----- SOURCE RECORDS

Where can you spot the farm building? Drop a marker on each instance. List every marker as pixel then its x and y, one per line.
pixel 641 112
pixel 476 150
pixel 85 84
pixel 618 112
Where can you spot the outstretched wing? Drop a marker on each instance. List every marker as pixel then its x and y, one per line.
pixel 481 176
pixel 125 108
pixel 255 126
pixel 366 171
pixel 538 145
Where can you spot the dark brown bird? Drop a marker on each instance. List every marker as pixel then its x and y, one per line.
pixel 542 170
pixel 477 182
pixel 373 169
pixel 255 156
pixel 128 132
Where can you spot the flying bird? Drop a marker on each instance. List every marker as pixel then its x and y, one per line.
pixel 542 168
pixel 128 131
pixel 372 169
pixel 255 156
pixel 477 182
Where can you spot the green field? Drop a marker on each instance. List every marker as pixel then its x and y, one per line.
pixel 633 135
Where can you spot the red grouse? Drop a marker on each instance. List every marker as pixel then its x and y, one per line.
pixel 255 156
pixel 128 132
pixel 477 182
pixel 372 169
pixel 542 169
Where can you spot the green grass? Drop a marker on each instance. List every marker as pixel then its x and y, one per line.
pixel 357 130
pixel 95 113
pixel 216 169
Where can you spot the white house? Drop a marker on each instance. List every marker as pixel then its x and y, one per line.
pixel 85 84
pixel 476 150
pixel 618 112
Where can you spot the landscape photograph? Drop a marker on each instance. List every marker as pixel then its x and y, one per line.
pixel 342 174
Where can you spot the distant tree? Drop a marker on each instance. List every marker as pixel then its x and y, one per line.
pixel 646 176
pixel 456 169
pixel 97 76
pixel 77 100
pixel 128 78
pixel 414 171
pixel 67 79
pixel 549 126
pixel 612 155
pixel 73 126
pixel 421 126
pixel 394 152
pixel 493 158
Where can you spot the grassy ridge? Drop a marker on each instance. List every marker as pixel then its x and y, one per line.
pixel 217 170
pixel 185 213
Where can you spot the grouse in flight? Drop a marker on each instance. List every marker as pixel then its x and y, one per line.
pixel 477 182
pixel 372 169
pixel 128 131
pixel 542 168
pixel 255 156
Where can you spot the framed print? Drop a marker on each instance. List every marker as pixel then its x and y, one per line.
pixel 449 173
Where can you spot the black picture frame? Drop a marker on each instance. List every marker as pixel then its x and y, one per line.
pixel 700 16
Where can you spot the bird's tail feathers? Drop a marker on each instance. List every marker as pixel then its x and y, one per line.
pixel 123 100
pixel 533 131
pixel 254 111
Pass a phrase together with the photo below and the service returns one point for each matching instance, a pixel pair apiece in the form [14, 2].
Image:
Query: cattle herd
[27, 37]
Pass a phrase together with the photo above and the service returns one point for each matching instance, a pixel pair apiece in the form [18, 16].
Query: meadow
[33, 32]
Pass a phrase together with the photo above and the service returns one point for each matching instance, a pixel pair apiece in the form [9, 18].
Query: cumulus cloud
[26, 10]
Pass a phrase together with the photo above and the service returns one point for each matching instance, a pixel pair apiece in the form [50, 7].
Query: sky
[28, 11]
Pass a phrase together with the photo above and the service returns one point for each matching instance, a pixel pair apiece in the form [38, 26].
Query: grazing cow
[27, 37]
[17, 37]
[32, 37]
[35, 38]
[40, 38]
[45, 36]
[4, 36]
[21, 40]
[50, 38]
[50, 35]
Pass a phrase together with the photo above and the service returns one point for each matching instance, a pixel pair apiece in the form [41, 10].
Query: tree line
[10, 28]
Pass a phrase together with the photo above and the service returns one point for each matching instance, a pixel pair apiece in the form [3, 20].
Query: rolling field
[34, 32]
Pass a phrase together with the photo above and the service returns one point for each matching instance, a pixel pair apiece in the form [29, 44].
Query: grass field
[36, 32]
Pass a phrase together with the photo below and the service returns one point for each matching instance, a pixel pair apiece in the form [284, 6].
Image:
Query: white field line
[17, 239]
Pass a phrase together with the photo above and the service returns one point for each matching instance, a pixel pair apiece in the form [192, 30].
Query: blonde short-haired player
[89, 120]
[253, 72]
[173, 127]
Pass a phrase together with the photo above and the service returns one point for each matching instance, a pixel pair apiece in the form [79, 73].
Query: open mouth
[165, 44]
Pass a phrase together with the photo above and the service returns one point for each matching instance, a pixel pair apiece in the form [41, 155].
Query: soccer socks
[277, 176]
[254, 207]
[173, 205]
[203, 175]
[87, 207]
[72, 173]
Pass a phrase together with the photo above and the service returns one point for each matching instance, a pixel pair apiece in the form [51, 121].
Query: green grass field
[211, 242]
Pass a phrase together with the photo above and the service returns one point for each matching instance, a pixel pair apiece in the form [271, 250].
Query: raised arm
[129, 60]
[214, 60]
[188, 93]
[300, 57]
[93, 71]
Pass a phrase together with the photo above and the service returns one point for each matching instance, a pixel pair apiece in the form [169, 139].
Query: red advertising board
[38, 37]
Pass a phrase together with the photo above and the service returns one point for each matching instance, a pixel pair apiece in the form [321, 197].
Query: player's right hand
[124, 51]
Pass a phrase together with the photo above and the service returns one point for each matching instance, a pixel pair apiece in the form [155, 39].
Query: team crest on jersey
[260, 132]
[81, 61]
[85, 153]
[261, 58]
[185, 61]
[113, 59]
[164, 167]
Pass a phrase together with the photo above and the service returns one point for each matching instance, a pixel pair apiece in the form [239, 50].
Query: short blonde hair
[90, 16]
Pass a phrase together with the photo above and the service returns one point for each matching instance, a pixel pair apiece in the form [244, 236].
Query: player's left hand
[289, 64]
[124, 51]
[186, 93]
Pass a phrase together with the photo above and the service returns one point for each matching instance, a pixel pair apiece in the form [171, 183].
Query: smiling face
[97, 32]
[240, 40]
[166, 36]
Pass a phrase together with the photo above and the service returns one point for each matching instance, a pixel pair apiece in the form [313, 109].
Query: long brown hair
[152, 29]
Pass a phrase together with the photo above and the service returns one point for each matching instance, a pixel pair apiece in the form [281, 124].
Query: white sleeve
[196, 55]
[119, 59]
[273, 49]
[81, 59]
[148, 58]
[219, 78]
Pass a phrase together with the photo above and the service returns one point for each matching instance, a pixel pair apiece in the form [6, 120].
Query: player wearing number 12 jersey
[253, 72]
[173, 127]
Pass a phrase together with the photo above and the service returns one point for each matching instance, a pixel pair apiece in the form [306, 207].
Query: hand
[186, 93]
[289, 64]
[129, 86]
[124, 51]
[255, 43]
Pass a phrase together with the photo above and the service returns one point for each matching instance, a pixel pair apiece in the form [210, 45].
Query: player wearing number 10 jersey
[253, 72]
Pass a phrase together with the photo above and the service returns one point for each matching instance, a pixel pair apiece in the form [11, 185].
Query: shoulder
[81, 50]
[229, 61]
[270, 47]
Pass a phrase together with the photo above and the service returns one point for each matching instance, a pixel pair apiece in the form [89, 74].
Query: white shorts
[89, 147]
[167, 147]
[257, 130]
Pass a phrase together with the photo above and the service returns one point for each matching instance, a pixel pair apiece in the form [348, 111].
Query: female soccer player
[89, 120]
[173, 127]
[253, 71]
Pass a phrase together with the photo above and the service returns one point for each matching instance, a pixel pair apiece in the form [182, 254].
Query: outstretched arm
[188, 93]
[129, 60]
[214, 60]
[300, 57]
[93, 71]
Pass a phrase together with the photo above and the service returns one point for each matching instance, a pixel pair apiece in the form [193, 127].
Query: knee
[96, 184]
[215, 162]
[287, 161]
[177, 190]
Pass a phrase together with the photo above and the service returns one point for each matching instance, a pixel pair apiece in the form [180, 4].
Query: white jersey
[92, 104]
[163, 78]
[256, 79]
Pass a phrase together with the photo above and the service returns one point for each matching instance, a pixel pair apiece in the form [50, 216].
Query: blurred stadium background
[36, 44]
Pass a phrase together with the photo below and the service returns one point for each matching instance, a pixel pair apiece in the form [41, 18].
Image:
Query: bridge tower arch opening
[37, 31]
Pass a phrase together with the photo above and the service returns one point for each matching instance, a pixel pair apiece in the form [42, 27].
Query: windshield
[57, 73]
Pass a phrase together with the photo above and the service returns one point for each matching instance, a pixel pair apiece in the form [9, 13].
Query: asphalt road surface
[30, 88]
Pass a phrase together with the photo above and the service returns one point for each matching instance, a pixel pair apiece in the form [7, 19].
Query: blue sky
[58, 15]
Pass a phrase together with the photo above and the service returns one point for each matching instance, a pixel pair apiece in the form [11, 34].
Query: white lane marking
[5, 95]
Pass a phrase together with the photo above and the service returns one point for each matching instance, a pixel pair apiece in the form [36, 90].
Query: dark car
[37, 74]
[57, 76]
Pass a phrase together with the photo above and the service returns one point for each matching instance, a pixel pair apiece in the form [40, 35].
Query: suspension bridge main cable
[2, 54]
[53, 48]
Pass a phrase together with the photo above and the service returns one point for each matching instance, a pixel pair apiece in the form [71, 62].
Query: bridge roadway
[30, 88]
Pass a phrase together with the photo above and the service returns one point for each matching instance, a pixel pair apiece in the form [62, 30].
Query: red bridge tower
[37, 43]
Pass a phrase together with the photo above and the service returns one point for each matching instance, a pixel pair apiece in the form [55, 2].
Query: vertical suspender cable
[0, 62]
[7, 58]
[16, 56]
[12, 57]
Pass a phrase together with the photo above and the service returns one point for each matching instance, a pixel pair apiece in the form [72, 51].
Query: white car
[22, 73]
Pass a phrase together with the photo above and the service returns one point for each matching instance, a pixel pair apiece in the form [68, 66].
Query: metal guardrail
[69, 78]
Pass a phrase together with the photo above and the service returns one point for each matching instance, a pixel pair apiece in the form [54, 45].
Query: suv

----------

In the entries above, locate every line with the word "below" and copy it.

Pass a phrase together with the photo below and the service returns one point for each matching instance, a pixel pair apiece in the form [14, 2].
Pass a phrase together with the photo below and the service returns one point for each matching instance, a pixel pair apiece in the form [284, 6].
Pass a phrase together with the photo below and the service returns one point for each matching instance, a pixel pair apiece in the form [41, 18].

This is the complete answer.